REQUIREMENTS :: Convert the data items below into a two-column CSV with the headers "request" and "answer", one row per request, placing the request's text and its list of points each in a single quoted field with line breaks replaced by spaces. Cover every data item and leave out the pictures.

[Data items]
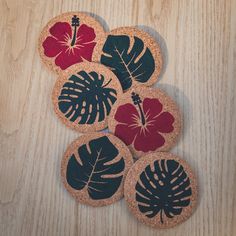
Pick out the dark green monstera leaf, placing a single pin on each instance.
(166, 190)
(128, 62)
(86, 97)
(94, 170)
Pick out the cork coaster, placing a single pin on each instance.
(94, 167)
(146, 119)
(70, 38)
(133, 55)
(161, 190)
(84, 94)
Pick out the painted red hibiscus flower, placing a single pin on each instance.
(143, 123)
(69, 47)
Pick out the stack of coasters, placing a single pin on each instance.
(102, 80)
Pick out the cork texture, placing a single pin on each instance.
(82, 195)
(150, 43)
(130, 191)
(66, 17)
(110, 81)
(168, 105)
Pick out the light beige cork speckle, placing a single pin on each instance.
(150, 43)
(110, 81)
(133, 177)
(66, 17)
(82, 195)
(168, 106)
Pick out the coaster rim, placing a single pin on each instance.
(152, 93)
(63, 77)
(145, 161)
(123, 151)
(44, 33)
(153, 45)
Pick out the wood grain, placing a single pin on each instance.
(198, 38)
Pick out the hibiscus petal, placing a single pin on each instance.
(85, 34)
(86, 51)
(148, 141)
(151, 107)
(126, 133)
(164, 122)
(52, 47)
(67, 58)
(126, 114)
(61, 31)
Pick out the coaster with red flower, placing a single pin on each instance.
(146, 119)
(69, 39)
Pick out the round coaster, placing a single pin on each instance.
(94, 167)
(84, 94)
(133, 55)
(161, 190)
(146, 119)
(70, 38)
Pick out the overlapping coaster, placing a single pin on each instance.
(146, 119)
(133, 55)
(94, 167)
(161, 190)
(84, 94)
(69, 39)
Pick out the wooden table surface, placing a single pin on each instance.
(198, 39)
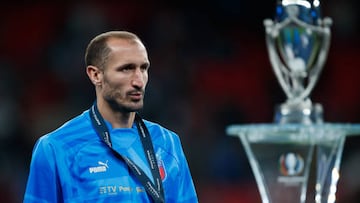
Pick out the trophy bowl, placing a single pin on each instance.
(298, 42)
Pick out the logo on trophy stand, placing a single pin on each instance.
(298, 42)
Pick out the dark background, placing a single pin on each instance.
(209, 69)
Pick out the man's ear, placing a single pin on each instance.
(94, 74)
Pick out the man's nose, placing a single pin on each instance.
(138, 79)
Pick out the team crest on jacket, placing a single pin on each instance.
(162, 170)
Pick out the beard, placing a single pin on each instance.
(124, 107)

WRITTEN SOLUTION ::
request,answer
"Pick out the dark green monstera leaf, placing a single pin on each instance.","(166, 190) (128, 62) (86, 97) (94, 170)"
"Pick out the cork coaster, placing a single pin on each instance.","(94, 167) (146, 119) (70, 38) (133, 55) (161, 190) (84, 94)"
"Pick out the painted red hibiscus flower, placing a single pin on each instance.","(143, 123) (69, 47)"
"Pick out the stack of coasters, placing a single pin on each instance.","(102, 80)"
"Pick out the cork texture, placing a single pin on each instance.","(82, 195) (150, 43) (130, 191) (66, 17) (110, 81) (168, 105)"
"Pick out the light beige cork speckle, placing a single pin on each instance.","(150, 43) (110, 81) (133, 177) (66, 17) (82, 195) (168, 106)"
"Pick out the coaster rim, placing a single pin on each instance.","(152, 93) (63, 77) (145, 161) (123, 151) (44, 33) (153, 45)"
"Pick out the wood grain, placing a single pin on each instance.","(198, 38)"
"Pick out the hibiscus petal, placing a single pin on each instance.","(85, 34) (86, 51) (148, 141) (151, 107) (126, 133) (164, 122) (52, 47) (67, 58) (126, 114) (61, 31)"
"Pick out the coaster with red flower, placing a single pin on each instance.","(146, 119) (69, 39)"
"Pick out the round coaster, placing a single pin on each instance.","(94, 167) (84, 94) (133, 55) (161, 190) (146, 119) (70, 38)"
"Pick out the overlapping coaster, placing a single pin on each instance.","(146, 119) (133, 55) (94, 167) (161, 190) (84, 94) (69, 39)"
"Pick out the wooden table surface, placing a single pin on each instance.","(198, 39)"
"Pick out the trophy bowl, placing a single pin on each instance.","(298, 42)"
"Pick out the logo on trophy stand, placing a single pin on each instance.","(298, 42)"
"Pick out the dark background, placing a single pin on each instance.","(209, 69)"
"Pick out the man's ear, placing a single pin on each instance.","(94, 74)"
"Pick out the man's nose, placing a single pin on each instance.","(138, 79)"
"Pick out the team crest on jacket, placing a single pin on each instance.","(162, 170)"
"Pick out the beard, placing a single pin on each instance.","(124, 107)"